*** Block opens ***
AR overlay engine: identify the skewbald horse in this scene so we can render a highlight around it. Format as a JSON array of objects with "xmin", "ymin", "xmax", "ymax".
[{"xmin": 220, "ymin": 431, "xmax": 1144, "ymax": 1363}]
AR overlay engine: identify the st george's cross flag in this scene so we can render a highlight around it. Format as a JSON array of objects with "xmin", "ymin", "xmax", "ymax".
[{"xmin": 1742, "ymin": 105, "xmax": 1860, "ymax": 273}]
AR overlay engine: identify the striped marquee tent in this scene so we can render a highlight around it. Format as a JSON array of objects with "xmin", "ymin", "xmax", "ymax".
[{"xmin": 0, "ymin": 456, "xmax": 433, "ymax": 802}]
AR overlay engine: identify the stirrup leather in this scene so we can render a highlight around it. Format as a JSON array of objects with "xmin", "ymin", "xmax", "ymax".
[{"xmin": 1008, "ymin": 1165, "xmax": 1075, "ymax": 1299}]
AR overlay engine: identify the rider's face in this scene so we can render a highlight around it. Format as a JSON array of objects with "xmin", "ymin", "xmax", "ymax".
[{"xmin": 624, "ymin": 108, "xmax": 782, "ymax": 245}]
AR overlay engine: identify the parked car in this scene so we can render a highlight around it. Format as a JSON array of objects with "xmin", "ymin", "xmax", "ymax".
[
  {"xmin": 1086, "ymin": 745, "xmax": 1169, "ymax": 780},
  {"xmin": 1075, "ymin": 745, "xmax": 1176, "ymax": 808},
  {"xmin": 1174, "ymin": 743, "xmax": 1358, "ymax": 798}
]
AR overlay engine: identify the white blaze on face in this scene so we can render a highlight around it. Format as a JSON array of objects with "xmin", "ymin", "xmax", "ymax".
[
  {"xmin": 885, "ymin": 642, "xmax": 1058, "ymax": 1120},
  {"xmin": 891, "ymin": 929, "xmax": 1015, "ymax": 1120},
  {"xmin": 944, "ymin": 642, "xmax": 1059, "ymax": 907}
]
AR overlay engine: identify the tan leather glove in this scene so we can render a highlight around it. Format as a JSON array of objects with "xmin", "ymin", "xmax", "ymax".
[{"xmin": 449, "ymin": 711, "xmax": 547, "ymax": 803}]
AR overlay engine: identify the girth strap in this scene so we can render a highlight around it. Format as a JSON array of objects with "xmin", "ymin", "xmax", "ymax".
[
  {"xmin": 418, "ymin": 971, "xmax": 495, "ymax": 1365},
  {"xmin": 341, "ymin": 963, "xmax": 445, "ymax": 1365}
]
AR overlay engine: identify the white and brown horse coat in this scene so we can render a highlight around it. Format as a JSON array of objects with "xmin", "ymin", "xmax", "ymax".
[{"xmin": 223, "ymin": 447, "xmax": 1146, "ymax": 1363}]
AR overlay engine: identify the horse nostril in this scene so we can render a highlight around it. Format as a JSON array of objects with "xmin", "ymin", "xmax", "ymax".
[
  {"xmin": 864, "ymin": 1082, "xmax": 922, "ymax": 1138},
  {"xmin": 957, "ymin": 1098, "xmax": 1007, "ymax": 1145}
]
*** Block closes ***
YOUR OBJECTIVE: In full and exactly as written, reproduce the records above.

WRITTEN REPLY:
AR overlay engine: identify the skewbald horse in this scene so we can render a highlight around it. Format as a JSON array of objects with "xmin", "ymin", "xmax", "ymax".
[{"xmin": 220, "ymin": 431, "xmax": 1144, "ymax": 1363}]
AR overlay engine: identify the st george's cross flag in this scene so we can render a highlight around it. Format as a JSON array of objects with "xmin", "ymin", "xmax", "ymax".
[{"xmin": 1742, "ymin": 105, "xmax": 1860, "ymax": 273}]
AR overlay engine: identify the striped marquee tent in this scene so we can render a highlight around it. Format as a JSON array of objects with "xmin", "ymin", "xmax", "ymax".
[{"xmin": 0, "ymin": 456, "xmax": 433, "ymax": 802}]
AR overlay engine: identify the stirrup leather in this scene so we can render a highlight around it. Format as a JSON array of objects with "xmin", "ymin", "xmax", "ymax".
[{"xmin": 1008, "ymin": 1165, "xmax": 1075, "ymax": 1299}]
AR overlay engine: identify the rider's face in this scene so we can render a highlight around it. Format as a JSON array of objects with "xmin", "ymin", "xmax", "ymax".
[{"xmin": 624, "ymin": 108, "xmax": 782, "ymax": 245}]
AR overlay engine: identify the parked car in this scene so we can render a highlight around it. Format as a JSON array of objects with "xmin", "ymin", "xmax", "ymax".
[
  {"xmin": 1086, "ymin": 745, "xmax": 1169, "ymax": 780},
  {"xmin": 1075, "ymin": 745, "xmax": 1176, "ymax": 808},
  {"xmin": 1174, "ymin": 743, "xmax": 1358, "ymax": 798}
]
AR overlay engine: identify the white blaze on face in this scene so we can render a highlight around it. Format as a JSON array of objects with "xmin", "ymin", "xmax", "ymax".
[
  {"xmin": 885, "ymin": 642, "xmax": 1058, "ymax": 1120},
  {"xmin": 891, "ymin": 929, "xmax": 1015, "ymax": 1120},
  {"xmin": 944, "ymin": 642, "xmax": 1059, "ymax": 907}
]
AR overlay engine: identify the tan leather glove in this scene so we can render a highlight around it. Format as a JSON array of objects with "xmin", "ymin", "xmax", "ymax".
[{"xmin": 449, "ymin": 711, "xmax": 547, "ymax": 803}]
AR overlay engine: identify the girth strap in this scene so we can render a highlight around it. Format as a JSON array of objects with "xmin", "ymin", "xmax", "ymax".
[
  {"xmin": 418, "ymin": 971, "xmax": 495, "ymax": 1365},
  {"xmin": 341, "ymin": 963, "xmax": 445, "ymax": 1365}
]
AR overlay engine: identify the white and brown horse coat in this scene so we can render a highlight around it. Format as a JSON array of objects with "xmin", "ymin", "xmax", "ymax".
[{"xmin": 223, "ymin": 447, "xmax": 1146, "ymax": 1363}]
AR overlay engine: identify the horse nostril in this scene so we can render a highlight around it. Format as a JSON array of objects with "xmin", "ymin", "xmax", "ymax".
[
  {"xmin": 864, "ymin": 1082, "xmax": 922, "ymax": 1138},
  {"xmin": 957, "ymin": 1098, "xmax": 1007, "ymax": 1145}
]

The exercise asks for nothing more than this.